INPUT RECORDS:
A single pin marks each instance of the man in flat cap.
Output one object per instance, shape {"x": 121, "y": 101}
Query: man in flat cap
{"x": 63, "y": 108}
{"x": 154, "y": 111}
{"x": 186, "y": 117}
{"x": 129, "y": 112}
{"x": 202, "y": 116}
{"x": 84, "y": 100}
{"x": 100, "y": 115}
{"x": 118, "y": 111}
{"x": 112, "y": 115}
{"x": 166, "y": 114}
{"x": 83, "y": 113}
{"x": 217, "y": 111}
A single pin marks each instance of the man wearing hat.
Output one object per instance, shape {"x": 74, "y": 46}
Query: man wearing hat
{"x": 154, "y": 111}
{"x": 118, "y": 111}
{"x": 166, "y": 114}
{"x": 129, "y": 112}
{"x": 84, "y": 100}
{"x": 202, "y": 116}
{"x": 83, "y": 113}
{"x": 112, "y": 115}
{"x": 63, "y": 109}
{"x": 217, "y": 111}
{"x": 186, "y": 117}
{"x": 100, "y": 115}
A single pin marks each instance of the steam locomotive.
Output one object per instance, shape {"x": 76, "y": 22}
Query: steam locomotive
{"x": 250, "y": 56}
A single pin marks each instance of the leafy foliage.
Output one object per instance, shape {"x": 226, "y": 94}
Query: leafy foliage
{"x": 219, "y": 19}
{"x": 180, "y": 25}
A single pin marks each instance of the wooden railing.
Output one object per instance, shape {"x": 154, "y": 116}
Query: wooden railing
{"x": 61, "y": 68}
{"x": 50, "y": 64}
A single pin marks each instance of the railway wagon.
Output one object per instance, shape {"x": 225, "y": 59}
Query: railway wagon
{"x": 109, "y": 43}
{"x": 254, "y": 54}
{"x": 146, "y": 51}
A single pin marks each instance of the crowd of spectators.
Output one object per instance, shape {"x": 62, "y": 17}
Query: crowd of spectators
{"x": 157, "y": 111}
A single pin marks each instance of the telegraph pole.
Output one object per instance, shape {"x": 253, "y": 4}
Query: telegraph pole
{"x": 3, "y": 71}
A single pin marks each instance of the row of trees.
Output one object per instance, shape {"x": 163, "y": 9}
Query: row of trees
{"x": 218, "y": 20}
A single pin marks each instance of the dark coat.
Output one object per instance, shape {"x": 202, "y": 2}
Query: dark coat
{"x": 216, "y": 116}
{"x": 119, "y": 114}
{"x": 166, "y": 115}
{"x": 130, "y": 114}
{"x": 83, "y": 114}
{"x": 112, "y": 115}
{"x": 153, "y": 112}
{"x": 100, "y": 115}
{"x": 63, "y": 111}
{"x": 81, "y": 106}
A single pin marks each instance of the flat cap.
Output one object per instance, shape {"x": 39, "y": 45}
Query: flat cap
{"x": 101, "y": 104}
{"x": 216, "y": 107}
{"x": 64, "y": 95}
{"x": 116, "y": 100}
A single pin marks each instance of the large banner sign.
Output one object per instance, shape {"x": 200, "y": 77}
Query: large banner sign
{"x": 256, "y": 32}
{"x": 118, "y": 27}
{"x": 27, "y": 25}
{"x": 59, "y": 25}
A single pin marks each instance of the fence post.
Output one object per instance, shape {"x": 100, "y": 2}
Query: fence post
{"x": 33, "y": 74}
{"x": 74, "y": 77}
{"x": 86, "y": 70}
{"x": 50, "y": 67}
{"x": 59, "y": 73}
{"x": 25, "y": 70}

WHAT IS EXPECTED: The material above is to be transcribed in full, exactly as it appears.

EXERCISE OUTPUT:
A single pin marks each instance of the man in flat cap.
Output one object per instance, shape {"x": 121, "y": 101}
Query: man in flat cap
{"x": 63, "y": 108}
{"x": 154, "y": 111}
{"x": 186, "y": 117}
{"x": 129, "y": 112}
{"x": 202, "y": 116}
{"x": 84, "y": 100}
{"x": 100, "y": 115}
{"x": 118, "y": 111}
{"x": 112, "y": 115}
{"x": 166, "y": 114}
{"x": 83, "y": 113}
{"x": 217, "y": 111}
A single pin marks each instance of the man wearing hat.
Output one object per instance, shape {"x": 74, "y": 46}
Query: man wearing hat
{"x": 154, "y": 111}
{"x": 118, "y": 111}
{"x": 166, "y": 114}
{"x": 129, "y": 112}
{"x": 84, "y": 100}
{"x": 202, "y": 116}
{"x": 83, "y": 113}
{"x": 112, "y": 115}
{"x": 63, "y": 109}
{"x": 217, "y": 111}
{"x": 186, "y": 117}
{"x": 100, "y": 115}
A single pin marks each instance of the steam locomotive.
Output one object per instance, shape {"x": 76, "y": 22}
Query: steam locomotive
{"x": 250, "y": 56}
A single pin marks each instance of the leafy foliage.
Output one object per instance, shape {"x": 226, "y": 94}
Query: leafy foliage
{"x": 219, "y": 19}
{"x": 180, "y": 25}
A single pin marks each instance of the wooden railing.
Output one object per instance, shape {"x": 154, "y": 116}
Query: wooden railing
{"x": 61, "y": 68}
{"x": 50, "y": 64}
A single pin marks each instance of the railway wagon.
Output one object per instance, shape {"x": 225, "y": 59}
Query: railway wagon
{"x": 109, "y": 43}
{"x": 254, "y": 54}
{"x": 146, "y": 51}
A single pin marks each instance of the crowd of spectators.
Output one object per instance, shape {"x": 62, "y": 17}
Query: crowd of spectators
{"x": 157, "y": 111}
A single pin marks each instance of the telegraph pole.
Output one object per instance, shape {"x": 253, "y": 4}
Query: telegraph pole
{"x": 3, "y": 71}
A single pin marks each instance of the row of trees.
Output one object per instance, shape {"x": 163, "y": 9}
Query: row of trees
{"x": 218, "y": 20}
A single pin marks each instance of the dark coat.
Output one object per instance, shape {"x": 202, "y": 2}
Query: dark coat
{"x": 216, "y": 116}
{"x": 119, "y": 114}
{"x": 166, "y": 115}
{"x": 130, "y": 114}
{"x": 83, "y": 114}
{"x": 112, "y": 115}
{"x": 153, "y": 112}
{"x": 100, "y": 115}
{"x": 63, "y": 111}
{"x": 81, "y": 106}
A single pin marks each instance of the flat cap.
Output one object per instance, shape {"x": 39, "y": 45}
Query: flat cap
{"x": 101, "y": 104}
{"x": 216, "y": 107}
{"x": 64, "y": 95}
{"x": 116, "y": 100}
A single pin marks each instance of the large banner sign.
Output one object per instance, shape {"x": 200, "y": 77}
Query: large banner sign
{"x": 256, "y": 32}
{"x": 118, "y": 27}
{"x": 27, "y": 25}
{"x": 59, "y": 25}
A single pin marks each instance of the fence post.
Output one object per instance, shape {"x": 100, "y": 2}
Query: fence post
{"x": 33, "y": 74}
{"x": 74, "y": 77}
{"x": 86, "y": 70}
{"x": 50, "y": 67}
{"x": 59, "y": 73}
{"x": 25, "y": 70}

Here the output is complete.